-- Given data --
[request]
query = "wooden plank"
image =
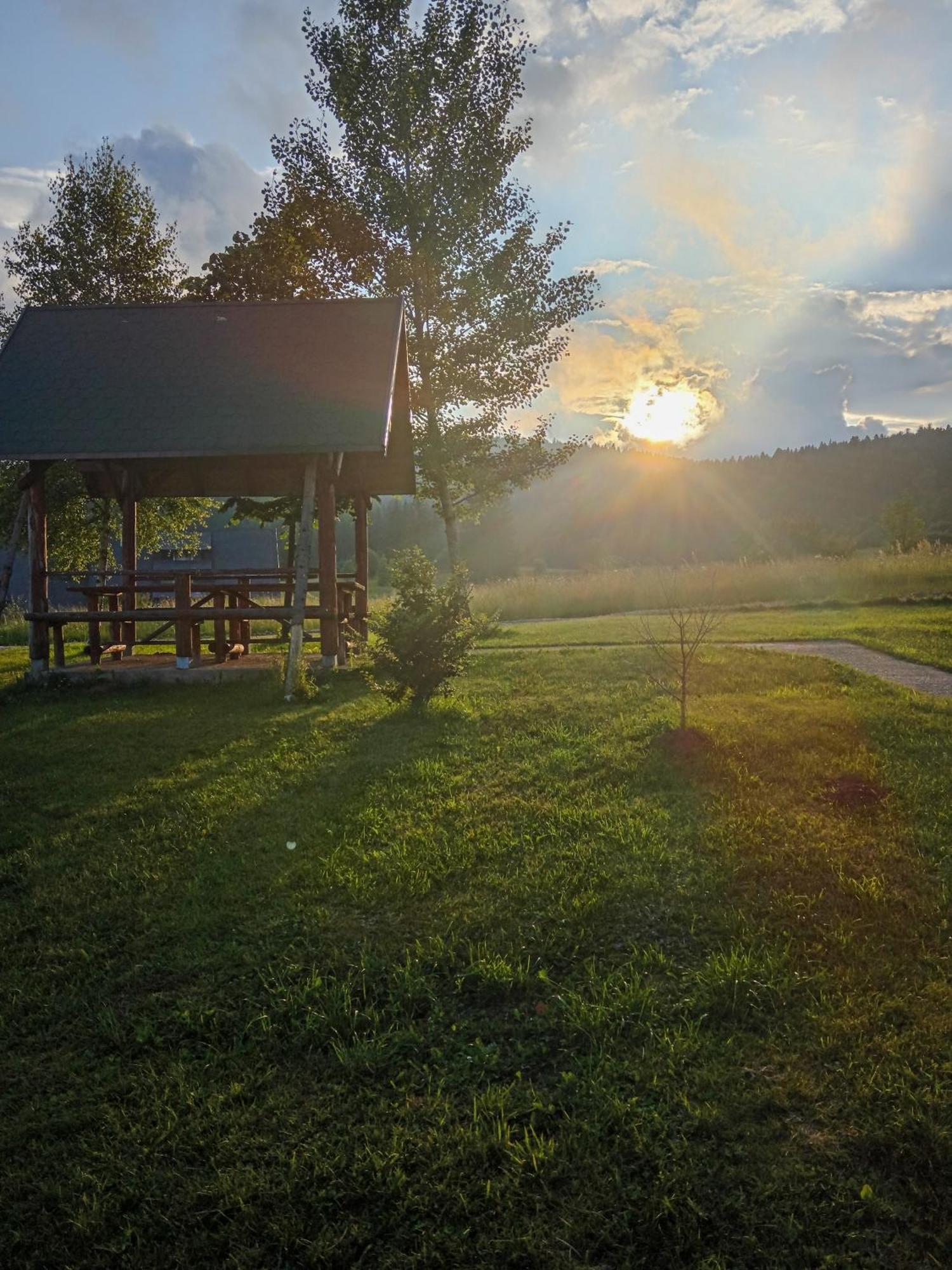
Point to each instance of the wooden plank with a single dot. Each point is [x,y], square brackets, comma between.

* * *

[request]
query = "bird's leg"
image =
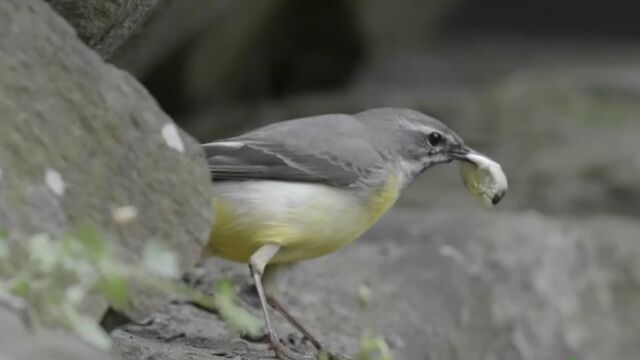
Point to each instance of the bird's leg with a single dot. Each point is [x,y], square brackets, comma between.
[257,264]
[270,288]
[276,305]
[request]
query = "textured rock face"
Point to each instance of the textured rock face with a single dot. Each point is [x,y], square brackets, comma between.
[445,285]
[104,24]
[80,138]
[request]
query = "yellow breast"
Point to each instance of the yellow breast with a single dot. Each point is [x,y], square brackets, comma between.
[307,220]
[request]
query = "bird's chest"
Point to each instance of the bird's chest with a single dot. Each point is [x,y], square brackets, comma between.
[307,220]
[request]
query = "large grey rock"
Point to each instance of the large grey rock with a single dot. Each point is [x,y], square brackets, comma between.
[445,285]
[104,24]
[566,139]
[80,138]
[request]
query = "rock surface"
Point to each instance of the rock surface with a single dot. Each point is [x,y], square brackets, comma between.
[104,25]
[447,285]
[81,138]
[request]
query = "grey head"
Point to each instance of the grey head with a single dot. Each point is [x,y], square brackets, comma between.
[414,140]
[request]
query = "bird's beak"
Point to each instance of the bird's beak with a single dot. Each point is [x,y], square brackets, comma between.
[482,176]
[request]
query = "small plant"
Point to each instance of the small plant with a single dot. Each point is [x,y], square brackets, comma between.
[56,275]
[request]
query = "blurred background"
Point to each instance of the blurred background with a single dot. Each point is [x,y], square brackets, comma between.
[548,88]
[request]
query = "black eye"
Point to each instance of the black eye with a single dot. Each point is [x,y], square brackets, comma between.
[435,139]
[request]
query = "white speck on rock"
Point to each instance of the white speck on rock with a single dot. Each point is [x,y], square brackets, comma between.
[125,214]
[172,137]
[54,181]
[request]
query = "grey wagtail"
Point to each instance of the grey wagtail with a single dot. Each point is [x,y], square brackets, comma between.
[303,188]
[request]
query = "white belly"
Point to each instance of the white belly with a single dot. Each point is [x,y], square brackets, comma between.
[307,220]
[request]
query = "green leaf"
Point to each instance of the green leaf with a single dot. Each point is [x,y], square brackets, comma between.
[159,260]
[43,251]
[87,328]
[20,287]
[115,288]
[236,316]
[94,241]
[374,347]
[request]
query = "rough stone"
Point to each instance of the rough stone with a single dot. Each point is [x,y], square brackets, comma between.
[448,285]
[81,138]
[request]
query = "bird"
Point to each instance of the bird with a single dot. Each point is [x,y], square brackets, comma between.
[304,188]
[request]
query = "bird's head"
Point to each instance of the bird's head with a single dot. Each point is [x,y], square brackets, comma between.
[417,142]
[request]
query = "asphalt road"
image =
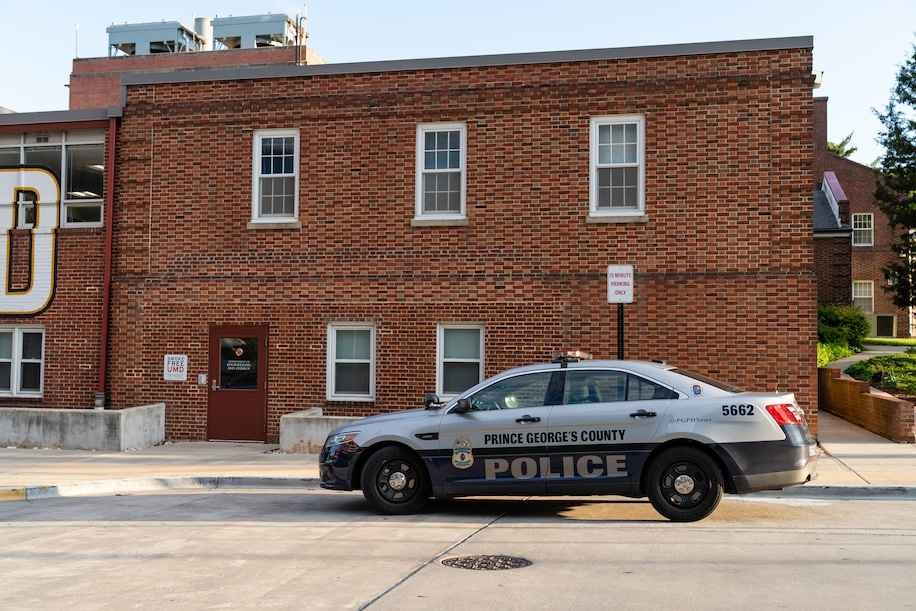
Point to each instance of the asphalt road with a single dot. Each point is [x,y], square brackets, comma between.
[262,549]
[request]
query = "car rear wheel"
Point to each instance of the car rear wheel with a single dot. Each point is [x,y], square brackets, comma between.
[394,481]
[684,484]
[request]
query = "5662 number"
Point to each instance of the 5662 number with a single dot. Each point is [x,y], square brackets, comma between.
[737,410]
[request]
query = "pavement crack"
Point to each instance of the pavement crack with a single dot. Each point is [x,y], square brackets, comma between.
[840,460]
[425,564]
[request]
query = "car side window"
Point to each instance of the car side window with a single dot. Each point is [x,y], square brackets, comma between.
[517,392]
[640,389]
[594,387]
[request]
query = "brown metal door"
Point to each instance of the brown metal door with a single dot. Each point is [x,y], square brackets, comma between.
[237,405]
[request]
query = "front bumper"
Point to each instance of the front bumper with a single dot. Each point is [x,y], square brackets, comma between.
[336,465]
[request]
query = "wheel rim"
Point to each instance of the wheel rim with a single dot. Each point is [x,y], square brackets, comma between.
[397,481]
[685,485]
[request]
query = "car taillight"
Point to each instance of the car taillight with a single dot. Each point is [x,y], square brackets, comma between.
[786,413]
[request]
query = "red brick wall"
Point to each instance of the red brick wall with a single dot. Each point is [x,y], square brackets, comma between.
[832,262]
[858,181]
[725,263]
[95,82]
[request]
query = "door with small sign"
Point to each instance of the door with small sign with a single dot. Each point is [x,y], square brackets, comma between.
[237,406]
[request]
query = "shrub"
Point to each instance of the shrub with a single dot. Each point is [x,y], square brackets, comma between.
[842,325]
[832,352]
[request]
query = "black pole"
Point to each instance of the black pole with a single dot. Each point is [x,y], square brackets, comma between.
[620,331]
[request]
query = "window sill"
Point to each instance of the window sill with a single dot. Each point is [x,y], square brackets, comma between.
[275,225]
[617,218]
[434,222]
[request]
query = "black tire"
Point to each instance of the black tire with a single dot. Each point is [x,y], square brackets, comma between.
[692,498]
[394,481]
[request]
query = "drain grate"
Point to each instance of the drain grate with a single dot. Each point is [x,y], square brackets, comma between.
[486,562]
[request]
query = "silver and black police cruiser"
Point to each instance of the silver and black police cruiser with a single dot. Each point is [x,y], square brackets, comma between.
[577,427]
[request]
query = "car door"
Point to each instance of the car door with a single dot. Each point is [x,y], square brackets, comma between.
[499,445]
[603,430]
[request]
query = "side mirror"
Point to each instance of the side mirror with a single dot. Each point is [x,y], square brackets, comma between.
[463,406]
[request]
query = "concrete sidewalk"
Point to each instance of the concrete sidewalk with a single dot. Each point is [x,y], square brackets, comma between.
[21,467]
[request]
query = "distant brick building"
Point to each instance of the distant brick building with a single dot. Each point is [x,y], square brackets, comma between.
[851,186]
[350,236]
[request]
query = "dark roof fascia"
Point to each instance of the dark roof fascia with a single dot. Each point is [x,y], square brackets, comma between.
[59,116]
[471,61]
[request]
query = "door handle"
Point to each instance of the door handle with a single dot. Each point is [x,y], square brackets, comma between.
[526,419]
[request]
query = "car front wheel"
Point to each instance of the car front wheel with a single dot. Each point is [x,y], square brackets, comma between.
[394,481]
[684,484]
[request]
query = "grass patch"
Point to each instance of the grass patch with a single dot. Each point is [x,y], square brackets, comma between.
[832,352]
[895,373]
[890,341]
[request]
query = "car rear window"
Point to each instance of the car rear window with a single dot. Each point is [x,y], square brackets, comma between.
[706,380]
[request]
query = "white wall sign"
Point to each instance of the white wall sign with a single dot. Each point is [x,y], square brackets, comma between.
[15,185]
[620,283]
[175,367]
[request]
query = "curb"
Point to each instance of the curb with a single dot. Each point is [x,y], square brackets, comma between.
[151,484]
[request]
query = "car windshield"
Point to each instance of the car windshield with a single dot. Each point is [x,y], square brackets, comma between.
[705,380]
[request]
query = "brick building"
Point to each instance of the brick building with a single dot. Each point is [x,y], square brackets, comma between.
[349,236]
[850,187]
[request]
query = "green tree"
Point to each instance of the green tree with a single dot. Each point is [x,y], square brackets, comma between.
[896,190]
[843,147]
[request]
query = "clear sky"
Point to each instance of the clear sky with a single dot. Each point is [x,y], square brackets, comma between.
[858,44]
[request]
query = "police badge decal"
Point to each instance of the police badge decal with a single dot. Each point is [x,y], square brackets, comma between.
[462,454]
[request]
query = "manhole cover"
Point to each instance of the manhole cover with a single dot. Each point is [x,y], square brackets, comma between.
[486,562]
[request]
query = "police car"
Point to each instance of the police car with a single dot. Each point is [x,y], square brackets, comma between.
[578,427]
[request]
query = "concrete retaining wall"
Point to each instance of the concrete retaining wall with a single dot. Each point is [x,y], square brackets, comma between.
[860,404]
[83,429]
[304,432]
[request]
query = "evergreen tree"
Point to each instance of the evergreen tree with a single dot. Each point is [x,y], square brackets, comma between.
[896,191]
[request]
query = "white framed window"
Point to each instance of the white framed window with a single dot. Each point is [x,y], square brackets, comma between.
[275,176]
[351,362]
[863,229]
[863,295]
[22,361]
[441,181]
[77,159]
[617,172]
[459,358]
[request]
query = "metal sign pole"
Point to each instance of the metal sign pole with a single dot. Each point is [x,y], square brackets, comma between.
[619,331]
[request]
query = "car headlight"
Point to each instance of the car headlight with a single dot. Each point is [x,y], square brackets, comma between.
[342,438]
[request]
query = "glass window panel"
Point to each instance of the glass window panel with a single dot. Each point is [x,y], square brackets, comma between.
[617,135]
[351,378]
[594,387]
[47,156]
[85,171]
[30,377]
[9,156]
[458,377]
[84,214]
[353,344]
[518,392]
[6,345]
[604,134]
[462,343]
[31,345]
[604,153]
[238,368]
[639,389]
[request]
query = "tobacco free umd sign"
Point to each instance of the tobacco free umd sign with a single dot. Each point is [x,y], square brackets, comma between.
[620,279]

---

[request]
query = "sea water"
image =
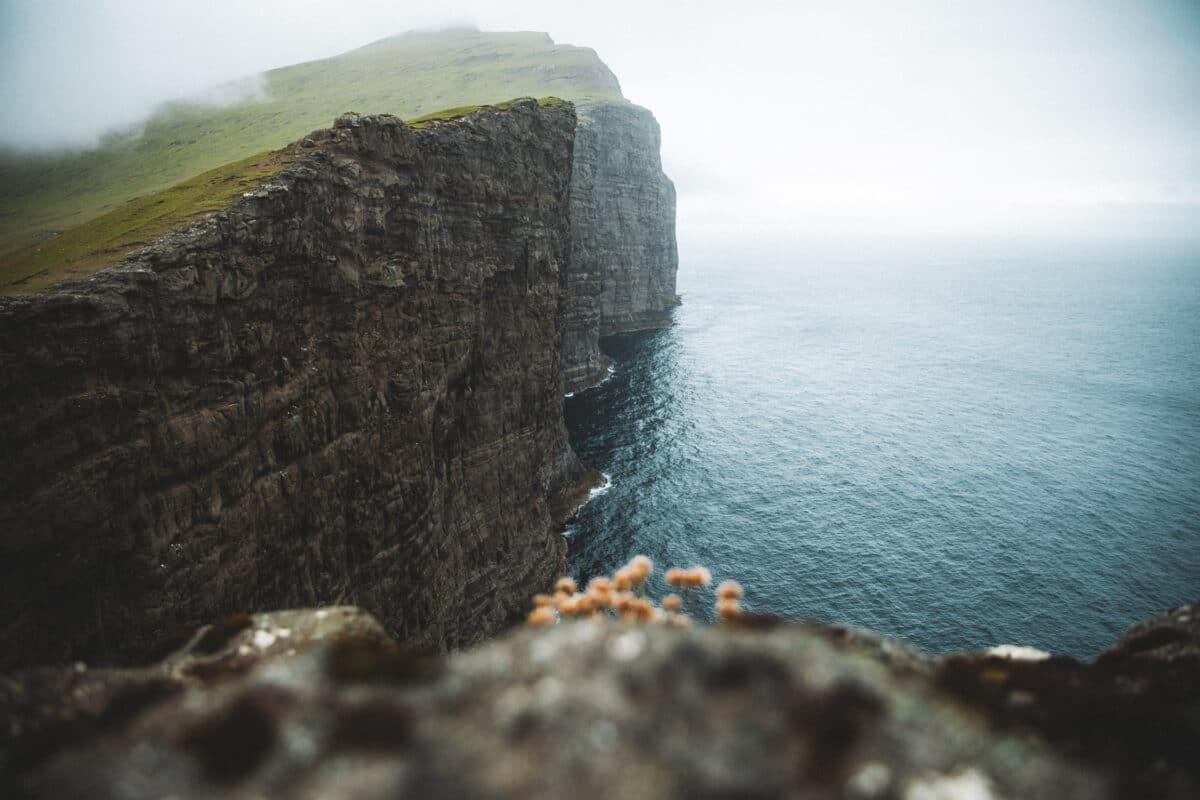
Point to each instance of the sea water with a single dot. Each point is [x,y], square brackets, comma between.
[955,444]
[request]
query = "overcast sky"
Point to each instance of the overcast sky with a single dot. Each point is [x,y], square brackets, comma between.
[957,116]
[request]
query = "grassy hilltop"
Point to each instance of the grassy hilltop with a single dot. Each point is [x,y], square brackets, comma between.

-- Task --
Answer with nothing but the count of lines in the entries that hold the word "wooden".

-- Solution to this exercise --
2